(Records from a point labeling set)
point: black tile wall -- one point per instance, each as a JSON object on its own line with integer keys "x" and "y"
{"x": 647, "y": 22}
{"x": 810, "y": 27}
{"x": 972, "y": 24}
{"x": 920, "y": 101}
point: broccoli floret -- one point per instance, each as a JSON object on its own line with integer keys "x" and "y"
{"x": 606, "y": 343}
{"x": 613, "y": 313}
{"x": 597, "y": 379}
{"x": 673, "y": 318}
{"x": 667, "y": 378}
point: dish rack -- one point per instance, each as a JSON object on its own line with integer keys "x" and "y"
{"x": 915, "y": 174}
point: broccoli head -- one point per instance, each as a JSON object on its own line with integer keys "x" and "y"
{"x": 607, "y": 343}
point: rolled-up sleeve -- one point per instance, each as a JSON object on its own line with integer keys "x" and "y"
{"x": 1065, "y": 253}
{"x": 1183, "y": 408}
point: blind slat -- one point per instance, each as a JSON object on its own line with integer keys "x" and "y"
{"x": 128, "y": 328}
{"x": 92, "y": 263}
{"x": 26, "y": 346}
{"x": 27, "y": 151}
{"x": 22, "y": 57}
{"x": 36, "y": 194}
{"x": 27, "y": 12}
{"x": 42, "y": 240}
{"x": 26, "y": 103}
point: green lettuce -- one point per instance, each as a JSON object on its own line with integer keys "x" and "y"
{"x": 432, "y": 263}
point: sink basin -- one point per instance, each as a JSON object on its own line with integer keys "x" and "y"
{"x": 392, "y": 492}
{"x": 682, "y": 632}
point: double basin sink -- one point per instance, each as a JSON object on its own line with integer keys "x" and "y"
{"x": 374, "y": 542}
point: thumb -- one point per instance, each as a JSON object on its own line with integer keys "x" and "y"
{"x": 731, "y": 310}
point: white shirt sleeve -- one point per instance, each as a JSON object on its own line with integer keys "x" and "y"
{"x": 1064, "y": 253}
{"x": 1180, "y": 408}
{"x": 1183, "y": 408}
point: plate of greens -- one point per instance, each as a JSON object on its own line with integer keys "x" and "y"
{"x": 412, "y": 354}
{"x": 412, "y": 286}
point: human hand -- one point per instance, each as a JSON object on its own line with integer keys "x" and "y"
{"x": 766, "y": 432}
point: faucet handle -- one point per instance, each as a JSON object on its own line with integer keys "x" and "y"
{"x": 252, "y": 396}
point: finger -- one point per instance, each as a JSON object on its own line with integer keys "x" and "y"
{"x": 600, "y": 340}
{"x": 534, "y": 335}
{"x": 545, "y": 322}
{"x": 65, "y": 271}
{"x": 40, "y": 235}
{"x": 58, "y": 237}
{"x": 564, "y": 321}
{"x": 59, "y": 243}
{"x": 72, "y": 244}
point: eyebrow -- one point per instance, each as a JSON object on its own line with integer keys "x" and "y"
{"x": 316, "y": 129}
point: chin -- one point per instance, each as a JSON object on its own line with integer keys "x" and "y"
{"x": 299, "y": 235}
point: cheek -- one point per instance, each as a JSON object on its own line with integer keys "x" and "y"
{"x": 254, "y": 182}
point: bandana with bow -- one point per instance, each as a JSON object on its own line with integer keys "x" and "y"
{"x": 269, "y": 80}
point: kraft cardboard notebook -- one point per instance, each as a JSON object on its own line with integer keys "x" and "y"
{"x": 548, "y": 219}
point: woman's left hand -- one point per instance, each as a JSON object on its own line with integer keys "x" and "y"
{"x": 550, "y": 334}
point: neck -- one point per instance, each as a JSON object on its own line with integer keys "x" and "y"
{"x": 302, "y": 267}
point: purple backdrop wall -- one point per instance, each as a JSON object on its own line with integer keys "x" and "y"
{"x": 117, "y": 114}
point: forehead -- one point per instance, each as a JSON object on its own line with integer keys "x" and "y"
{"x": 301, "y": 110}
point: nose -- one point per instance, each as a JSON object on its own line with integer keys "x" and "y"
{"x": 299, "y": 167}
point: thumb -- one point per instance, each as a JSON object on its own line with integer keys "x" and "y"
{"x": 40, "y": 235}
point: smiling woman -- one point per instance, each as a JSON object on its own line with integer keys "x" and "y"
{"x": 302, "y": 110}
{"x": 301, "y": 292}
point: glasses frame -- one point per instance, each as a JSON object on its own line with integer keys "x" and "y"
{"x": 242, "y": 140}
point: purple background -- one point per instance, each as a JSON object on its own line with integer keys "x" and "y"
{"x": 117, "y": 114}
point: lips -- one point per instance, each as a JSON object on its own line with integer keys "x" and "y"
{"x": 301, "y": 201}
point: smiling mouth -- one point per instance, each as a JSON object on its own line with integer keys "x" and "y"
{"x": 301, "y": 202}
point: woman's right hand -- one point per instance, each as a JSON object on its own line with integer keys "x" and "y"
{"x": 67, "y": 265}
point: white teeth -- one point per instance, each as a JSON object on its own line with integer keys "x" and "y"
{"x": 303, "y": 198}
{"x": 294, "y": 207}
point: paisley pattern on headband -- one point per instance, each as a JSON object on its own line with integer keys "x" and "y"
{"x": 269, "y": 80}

- Work instructions: Print out every entry, keeping each one exact.

- Answer in full:
point: black tile wall -- one point per instance, each as a JSON object on its own line with integer keys "x" and "y"
{"x": 647, "y": 22}
{"x": 810, "y": 27}
{"x": 972, "y": 24}
{"x": 920, "y": 101}
point: broccoli floret -- one point per instance, each as a JSON object on its own line with integer keys "x" and "y"
{"x": 606, "y": 343}
{"x": 613, "y": 313}
{"x": 597, "y": 379}
{"x": 673, "y": 318}
{"x": 667, "y": 378}
point: dish rack -- one point per instance, each as a JSON object on its own line with integer keys "x" and "y"
{"x": 915, "y": 174}
point: broccoli head -- one point per instance, each as a JSON object on its own line with integer keys "x" and "y"
{"x": 607, "y": 343}
point: rolled-up sleeve -- one point per instance, each as a JSON object on its own line with integer keys "x" and "y"
{"x": 1065, "y": 253}
{"x": 1183, "y": 408}
point: blind slat -- one point per instance, each as a JSON object on its own line with integer keys "x" and "y"
{"x": 128, "y": 328}
{"x": 92, "y": 263}
{"x": 26, "y": 346}
{"x": 27, "y": 151}
{"x": 22, "y": 57}
{"x": 36, "y": 194}
{"x": 27, "y": 12}
{"x": 42, "y": 240}
{"x": 26, "y": 103}
point: green lettuce -- one point per instance, each as a JSON object on its own line with integer keys "x" and "y"
{"x": 432, "y": 263}
point: sink basin -- one point per instance, each as a JSON object on its own line with integer keys "x" and "y"
{"x": 392, "y": 492}
{"x": 682, "y": 632}
point: double basin sink -- one point per instance, each as a JSON object on its own line with integer keys "x" and "y"
{"x": 374, "y": 542}
point: thumb -- one point per instance, each as a JSON object on its own line with integer keys "x" and "y"
{"x": 731, "y": 310}
point: white shirt sleeve -- one point per instance, each as a JSON object on its own line with integer keys "x" and "y"
{"x": 1064, "y": 253}
{"x": 1180, "y": 408}
{"x": 1183, "y": 408}
point: plate of greens -- one point per instance, each as a JSON object on its own line with integer keys "x" and "y"
{"x": 412, "y": 354}
{"x": 412, "y": 286}
point: human hand -- one point per instance, each as a JSON object on its own line with integer keys "x" and "y"
{"x": 766, "y": 432}
point: faucet handle -- one point per instance, each as a JSON object on its own line with integer keys "x" and "y"
{"x": 252, "y": 396}
point: finger -- one point per instance, each as a JSON object on its own line with integer keys "x" and "y"
{"x": 600, "y": 340}
{"x": 534, "y": 335}
{"x": 545, "y": 322}
{"x": 65, "y": 271}
{"x": 40, "y": 235}
{"x": 58, "y": 237}
{"x": 564, "y": 321}
{"x": 59, "y": 243}
{"x": 72, "y": 244}
point: eyebrow -- one point per instance, each as a JSON object on its own line with integer keys "x" and "y"
{"x": 316, "y": 129}
point: chin -- one point per instance, each as a JSON object on its own line with integer keys "x" and "y"
{"x": 299, "y": 235}
point: cheek -- one point per instance, each as a JSON object on its own line with integer keys "x" and "y"
{"x": 254, "y": 182}
point: bandana with bow -- one point per instance, each as a JSON object on its own line with integer keys "x" and "y"
{"x": 269, "y": 80}
point: kraft cardboard notebook -- one point per instance, each as a JSON object on its own line with integer keys "x" and "y"
{"x": 548, "y": 219}
point: woman's left hand -- one point per instance, each as a JSON object on its own line with integer keys "x" and "y"
{"x": 550, "y": 334}
point: neck -- one point per instance, each as a JSON object on its own line with integer keys "x" and "y"
{"x": 302, "y": 267}
point: purple backdrop wall -- one point per instance, each as a JSON object on its own line with integer keys "x" and "y"
{"x": 117, "y": 114}
point: forehead -- one point per instance, each as a JSON object on its own line with integer keys "x" and "y"
{"x": 301, "y": 110}
point: nose -- one point per instance, each as a JSON object on its own line with integer keys "x" and "y"
{"x": 299, "y": 167}
point: thumb -- one point per instance, each as a JSON object on its own line with integer keys "x" and "y"
{"x": 40, "y": 235}
point: smiling woman -- one point per instance, each as a JSON object on its own line with integer keys "x" and "y"
{"x": 302, "y": 110}
{"x": 301, "y": 292}
point: glasses frame -- one point per instance, each as a JSON object on its own line with integer keys "x" and "y"
{"x": 242, "y": 140}
point: purple background -- one point per instance, each as a JSON object on its own line with integer keys "x" and "y"
{"x": 117, "y": 114}
point: lips -- one point per instance, each as a JSON object on its own line with integer keys "x" and "y"
{"x": 301, "y": 201}
point: smiling mouth -- one point per instance, each as a JSON object on its own line with integer keys "x" and "y"
{"x": 301, "y": 202}
point: woman's right hand -- one point per instance, each as a JSON object on its own line with integer keys "x" and "y"
{"x": 67, "y": 265}
point: white teeth -- one point per instance, each as a JSON object on its own line with integer keys "x" and "y"
{"x": 303, "y": 198}
{"x": 294, "y": 207}
point: paisley pattern on headband -- one point per instance, each as a JSON object on its own line with integer keys "x" and "y"
{"x": 269, "y": 80}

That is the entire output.